--- Entries provided ---

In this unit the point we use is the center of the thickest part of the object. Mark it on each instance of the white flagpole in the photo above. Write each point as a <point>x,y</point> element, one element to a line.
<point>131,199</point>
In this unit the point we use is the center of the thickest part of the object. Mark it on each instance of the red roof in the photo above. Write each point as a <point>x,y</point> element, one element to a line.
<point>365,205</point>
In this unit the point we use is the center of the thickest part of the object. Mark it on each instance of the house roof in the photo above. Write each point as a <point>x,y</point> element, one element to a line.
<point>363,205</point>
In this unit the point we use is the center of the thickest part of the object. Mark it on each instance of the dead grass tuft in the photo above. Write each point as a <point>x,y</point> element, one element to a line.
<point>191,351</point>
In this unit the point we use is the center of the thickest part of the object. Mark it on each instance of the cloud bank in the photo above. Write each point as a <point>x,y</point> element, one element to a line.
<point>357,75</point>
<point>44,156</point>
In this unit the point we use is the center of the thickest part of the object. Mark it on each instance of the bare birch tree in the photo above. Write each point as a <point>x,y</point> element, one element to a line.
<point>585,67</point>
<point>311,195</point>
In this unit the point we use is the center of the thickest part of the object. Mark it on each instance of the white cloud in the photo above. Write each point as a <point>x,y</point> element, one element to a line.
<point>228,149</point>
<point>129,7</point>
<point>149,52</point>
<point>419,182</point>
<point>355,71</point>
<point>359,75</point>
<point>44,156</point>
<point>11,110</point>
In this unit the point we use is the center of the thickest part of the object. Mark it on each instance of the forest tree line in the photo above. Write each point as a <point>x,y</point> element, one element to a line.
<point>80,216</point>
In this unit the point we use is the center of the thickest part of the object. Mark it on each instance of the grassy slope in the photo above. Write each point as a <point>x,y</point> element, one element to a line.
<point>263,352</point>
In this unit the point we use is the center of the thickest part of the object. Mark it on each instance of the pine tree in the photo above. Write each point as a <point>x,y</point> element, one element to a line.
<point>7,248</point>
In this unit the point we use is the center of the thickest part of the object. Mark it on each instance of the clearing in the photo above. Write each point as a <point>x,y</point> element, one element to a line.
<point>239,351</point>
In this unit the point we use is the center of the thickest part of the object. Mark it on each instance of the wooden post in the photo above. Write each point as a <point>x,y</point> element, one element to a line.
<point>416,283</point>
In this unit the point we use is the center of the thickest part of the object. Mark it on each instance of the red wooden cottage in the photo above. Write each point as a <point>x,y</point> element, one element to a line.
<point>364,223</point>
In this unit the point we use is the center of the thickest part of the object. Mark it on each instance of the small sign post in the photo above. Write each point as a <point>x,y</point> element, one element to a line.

---

- Goal of the exercise -
Rewrite all of the records above, swapping "one element to a line" for "one element per line" and leaving everything else as it is.

- Solution to this problem -
In this unit the point we use is the center of the thickest part of the object. Mark it on each instance of the white flagpole in the photo above. Write each point as a <point>x,y</point> element, one element per line.
<point>131,199</point>
In this unit the point we use is the center of the thickest part of the object. Mark it on each instance of the red roof in the photo above. Write each point as a <point>x,y</point> element, one element per line.
<point>365,205</point>
In this unit the point we use is the center of the thickest part of the object. Mark it on each instance of the house roof in the photo above. Write each point as a <point>x,y</point> element, one element per line.
<point>363,205</point>
In this unit the point we use is the center of the thickest part of the object. Mark it on each instance of the dead grass tuft in the photo above. Write each point as a <point>x,y</point> element, one element per line.
<point>191,351</point>
In this unit the point we use is the center of the thickest part of the object. Mark it on each instance of the cloud bank in the photo above. Write each point as a <point>x,y</point> element, one element per line.
<point>357,75</point>
<point>44,156</point>
In this unit the point we use is the center of the thickest part of the object. Mark it on each instance of the bare birch tree in the photo above. Write each point as a <point>x,y</point> element, one element per line.
<point>585,67</point>
<point>311,195</point>
In this unit the point we use is the center of the thickest part of the object. Mark it on each instance of the white cloud in the photo above. Write each point as a <point>x,y</point> element, one element per line.
<point>228,149</point>
<point>129,7</point>
<point>149,52</point>
<point>419,182</point>
<point>355,71</point>
<point>359,75</point>
<point>44,156</point>
<point>11,110</point>
In this unit the point we use is the center of the thickest part of the object. Mark it on each instance of the forest tree line in the photo above. Write each point as a <point>x,y</point> element, one element per line.
<point>80,216</point>
In this unit the point we use is the center of the thickest part of the object. Mark it on each instance of the grassy slope in the photo above. Write each point as a <point>x,y</point> element, one element per line.
<point>263,352</point>
In this unit the point we use is the center of the thickest part of the object. Mark it on each instance of the pine tree in the photo above. Write each point as a <point>x,y</point> element, one element per line.
<point>7,248</point>
In this unit the point we use is the center of the thickest part of the object. Mark it on each instance of the clearing in the photo above. Write each point as a <point>x,y</point> element, one element per line.
<point>239,351</point>
In this unit the point we use is the center of the thickest part of the object. Mark it on each instance of the wooden post in the photo above. Write each point as a <point>x,y</point> element, one element per line.
<point>416,283</point>
In this unit the point we use is the center of the thickest part of the object. Mark it on each instance of the red wooden cottage in the photo above. Write each point as a <point>x,y</point> element, one element per line.
<point>364,223</point>
In this unit the point we use is the center of the thickest part of the object. Mark it on each instance of the small sign post in the photo above. Write each point as a <point>x,y</point> element, one element per line.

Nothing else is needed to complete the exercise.